In addition, we herein show that the equal contribution of the initial and terminal phases to the overall \(AUC\) in the 2CM (i.e., \({F}_{AUC1}={F}_{AUC2}=0.5\)) is achieved iff \({MRT}_{B}={MTT}_{T}\), when \({MRT}_{B}>MR{T}_{c}\) (i.e., \({R}_{T}MT{T}_{T}\ne 0\)). Equation 4b is recalled and rearranged as:

$${\lambda }_{1}+{\lambda }_{2}=\frac{1}{MT{T}_{c}}+\frac{1}{MT{T}_{T}}=\frac{1}{{MRT}_{c}}\left(1+\frac{MR{T}_{B}}{MT{T}_{T}}\right)$$

(62)

When the contributions of the initial and terminal phases to the total drug exposure are equal to each other (i.e., \({F}_{AUC1}={F}_{AUC2}\)), the sum of two slopes \({\lambda }_{1}\) and \({\lambda }_{2}\) can be obtained from Eqs. 18a and 18b as:

$${\lambda }_{1}+{\lambda }_{2}=\frac{2}{MR{T}_{c}}$$

(63)

# Information given

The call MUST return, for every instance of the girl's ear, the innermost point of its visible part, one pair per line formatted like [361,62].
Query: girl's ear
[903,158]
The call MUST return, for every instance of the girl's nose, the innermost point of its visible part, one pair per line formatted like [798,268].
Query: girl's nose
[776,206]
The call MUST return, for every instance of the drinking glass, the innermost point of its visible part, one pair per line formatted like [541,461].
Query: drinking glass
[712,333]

# Work instructions
A – According to the pharmacokinetics extract, when does the 2CM give equal contributions of the initial and terminal phases to the overall AUC?
B – Please continue the pharmacokinetics extract from the point where it stops.

# Responses by item number
A – If and only if MRT_B equals MTT_T, when MRT_B is greater than MRT_c.

B –
that can be obtained only when \({\lambda }_{1}\ne {\lambda }_{2}\) (i.e., except for the multiple root case in Eq. 4a). As described in the main text, it is noteworthy that the condition \({R}_{T}MT{T}_{T}\ne 0\) can lead to two different real roots \({\lambda }_{1}\) and \({\lambda }_{2}\). Considering that a typical m2CM structure has a non-zero \(MR{T}_{c}\), the right-hand sides of Eqs. 62 and 63 can be equated and rearranged, which leads to the relationship \({MRT}_{B}={MTT}_{T}\).

Conversely, melding the relationship \({MRT}_{B}={MTT}_{T}\) in Eqs. 5a and 5b results in:

$${\lambda }_{1}=\frac{1}{MR{T}_{c}}\left(1+\sqrt{1-\frac{MR{T}_{c}}{MR{T}_{B}}}\right)$$

(64)

$${\lambda }_{2}=\frac{1}{MR{T}_{c}}\left(1-\sqrt{1-\frac{MR{T}_{c}}{MR{T}_{B}}}\right)$$

(65)

which can be used for obtaining the mathematical expressions for \({F}_{AUC1}\) and \({F}_{AUC2}\) as:

$${F}_{AUC1}=\frac{\frac{1}{MR{T}_{c}}-{\lambda }_{2}}{{\lambda }_{1}-{\lambda }_{2}}=\frac{\frac{1}{MR{T}_{c}}\sqrt{1-\frac{MR{T}_{c}}{MR{T}_{B}}}}{\frac{2}{MR{T}_{c}}\sqrt{1-\frac{MR{T}_{c}}{MR{T}_{B}}}}=\frac{1}{2}$$

(66)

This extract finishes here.